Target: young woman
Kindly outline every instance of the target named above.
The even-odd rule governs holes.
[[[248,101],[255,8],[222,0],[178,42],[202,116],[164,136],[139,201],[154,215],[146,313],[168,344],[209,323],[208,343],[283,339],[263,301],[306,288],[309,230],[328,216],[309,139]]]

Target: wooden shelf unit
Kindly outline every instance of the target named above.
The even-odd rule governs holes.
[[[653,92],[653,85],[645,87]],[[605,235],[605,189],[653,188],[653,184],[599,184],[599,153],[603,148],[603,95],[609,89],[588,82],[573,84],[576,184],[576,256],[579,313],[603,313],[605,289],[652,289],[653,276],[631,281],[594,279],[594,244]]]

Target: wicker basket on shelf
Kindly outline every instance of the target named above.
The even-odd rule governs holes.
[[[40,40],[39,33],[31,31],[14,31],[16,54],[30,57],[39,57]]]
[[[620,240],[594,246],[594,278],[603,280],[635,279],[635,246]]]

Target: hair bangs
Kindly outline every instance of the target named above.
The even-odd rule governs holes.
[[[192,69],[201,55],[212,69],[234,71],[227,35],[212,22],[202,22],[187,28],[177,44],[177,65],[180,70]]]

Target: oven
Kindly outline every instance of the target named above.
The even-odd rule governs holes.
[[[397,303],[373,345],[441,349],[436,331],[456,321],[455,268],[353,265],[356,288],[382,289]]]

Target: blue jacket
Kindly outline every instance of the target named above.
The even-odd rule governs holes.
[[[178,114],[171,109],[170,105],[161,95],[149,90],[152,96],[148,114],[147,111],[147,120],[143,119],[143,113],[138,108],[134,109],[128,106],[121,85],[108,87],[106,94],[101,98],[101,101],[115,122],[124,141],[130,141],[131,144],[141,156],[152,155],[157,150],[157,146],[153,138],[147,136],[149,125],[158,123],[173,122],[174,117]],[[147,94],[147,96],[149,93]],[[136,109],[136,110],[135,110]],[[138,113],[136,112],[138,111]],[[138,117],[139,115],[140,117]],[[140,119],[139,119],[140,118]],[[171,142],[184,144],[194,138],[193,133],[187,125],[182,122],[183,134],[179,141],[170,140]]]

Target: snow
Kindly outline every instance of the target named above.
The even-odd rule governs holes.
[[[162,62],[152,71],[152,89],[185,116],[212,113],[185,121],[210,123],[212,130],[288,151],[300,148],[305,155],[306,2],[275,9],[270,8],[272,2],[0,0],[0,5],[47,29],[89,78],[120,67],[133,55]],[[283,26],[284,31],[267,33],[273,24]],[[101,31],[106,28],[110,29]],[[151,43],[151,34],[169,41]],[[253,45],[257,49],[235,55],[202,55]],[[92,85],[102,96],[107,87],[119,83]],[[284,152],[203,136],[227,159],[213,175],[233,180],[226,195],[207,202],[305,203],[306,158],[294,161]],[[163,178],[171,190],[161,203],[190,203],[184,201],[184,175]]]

▶ **STATED TASK**: Rewrite every line of the material above as a JSON list of strings, one string per line, omitting blank lines.

▶ **EXPECTED ANSWER**:
[
  "Target: young woman",
  "Kindly outline every instance of the target named above.",
  "The even-odd rule governs holes.",
  "[[[248,101],[255,8],[222,0],[178,42],[202,116],[164,136],[139,201],[154,215],[146,313],[168,344],[209,323],[208,343],[283,339],[263,301],[306,288],[309,230],[328,216],[309,139]]]",
  "Target: wooden shelf unit",
  "Kindly outline every instance of the target named above.",
  "The even-odd rule governs holes.",
  "[[[653,92],[653,85],[645,87]],[[605,235],[605,189],[653,188],[653,184],[599,184],[599,153],[603,148],[603,95],[609,89],[588,82],[573,84],[576,184],[576,256],[579,313],[603,313],[605,289],[652,289],[653,276],[631,281],[594,279],[594,244]]]",
  "Target: wicker basket on shelf",
  "Kindly outline every instance of the target named above.",
  "The even-odd rule governs holes.",
  "[[[40,40],[39,33],[31,31],[14,31],[16,54],[30,57],[39,57]]]",
  "[[[620,240],[594,246],[594,278],[603,280],[635,279],[635,246]]]",
  "Target: hair bangs",
  "Kindly outline every instance of the target named above.",
  "The even-odd rule governs holes.",
  "[[[192,69],[201,55],[212,69],[234,71],[227,35],[212,22],[202,22],[187,28],[177,44],[177,65],[180,70]]]",
  "Target: oven",
  "Kindly outline every instance of the target named above.",
  "The even-odd rule governs holes.",
  "[[[397,303],[373,345],[441,349],[436,331],[456,321],[455,268],[353,265],[356,288],[382,289]]]",
  "Target: blue jacket",
  "Kindly outline every instance of the target named above.",
  "The even-odd rule governs holes.",
  "[[[178,114],[171,109],[170,105],[161,95],[149,90],[152,96],[148,114],[147,111],[147,120],[143,119],[143,113],[138,108],[134,109],[128,106],[121,85],[108,87],[106,94],[101,98],[101,101],[115,122],[124,141],[130,141],[131,144],[141,156],[152,155],[157,150],[157,146],[153,138],[147,136],[149,125],[158,123],[173,122],[174,117]],[[147,94],[147,96],[149,93]],[[136,109],[136,110],[135,110]],[[138,113],[136,112],[138,111]],[[138,117],[139,115],[140,117]],[[140,119],[139,119],[140,118]],[[171,142],[184,144],[194,138],[193,133],[187,125],[182,122],[183,134],[179,141],[170,140]]]",
  "Target: snow",
  "Kindly outline every instance of the target named above.",
  "The even-odd rule governs holes.",
  "[[[162,62],[152,71],[152,89],[185,116],[212,113],[185,121],[210,123],[212,130],[288,151],[300,148],[305,155],[306,2],[275,9],[270,8],[272,2],[0,0],[0,5],[47,29],[89,78],[120,67],[133,55]],[[283,26],[284,31],[267,33],[273,24]],[[101,31],[106,28],[110,29]],[[151,43],[151,34],[169,41]],[[253,45],[257,49],[235,55],[202,55]],[[92,85],[102,96],[107,87],[119,83]],[[284,152],[203,136],[227,159],[213,175],[233,180],[226,195],[207,202],[305,203],[306,158],[294,161]],[[163,178],[171,190],[161,203],[190,203],[184,201],[184,175]]]"
]